Work instruction:
Across the records, find how many lines include the string "shoreline" and answer with only the figure.
--- --- ---
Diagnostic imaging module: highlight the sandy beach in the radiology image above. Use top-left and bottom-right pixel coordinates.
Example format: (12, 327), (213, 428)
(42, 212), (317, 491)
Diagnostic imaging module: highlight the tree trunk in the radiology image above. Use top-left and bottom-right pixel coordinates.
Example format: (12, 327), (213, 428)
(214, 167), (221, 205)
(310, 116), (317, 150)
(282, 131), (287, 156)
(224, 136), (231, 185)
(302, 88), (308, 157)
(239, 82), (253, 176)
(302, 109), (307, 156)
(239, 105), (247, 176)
--- --- ---
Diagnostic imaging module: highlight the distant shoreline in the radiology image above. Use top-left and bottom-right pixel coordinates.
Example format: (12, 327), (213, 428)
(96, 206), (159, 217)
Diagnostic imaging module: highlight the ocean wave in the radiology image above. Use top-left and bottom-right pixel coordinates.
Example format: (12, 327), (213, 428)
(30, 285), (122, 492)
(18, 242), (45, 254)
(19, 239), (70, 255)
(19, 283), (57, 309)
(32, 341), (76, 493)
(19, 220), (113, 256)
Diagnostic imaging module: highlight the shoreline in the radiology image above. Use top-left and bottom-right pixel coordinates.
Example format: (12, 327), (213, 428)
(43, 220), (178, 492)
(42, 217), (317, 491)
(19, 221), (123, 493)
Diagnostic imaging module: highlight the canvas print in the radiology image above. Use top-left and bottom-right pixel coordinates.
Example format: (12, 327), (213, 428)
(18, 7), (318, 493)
--- --- ---
Answer for this exercise:
2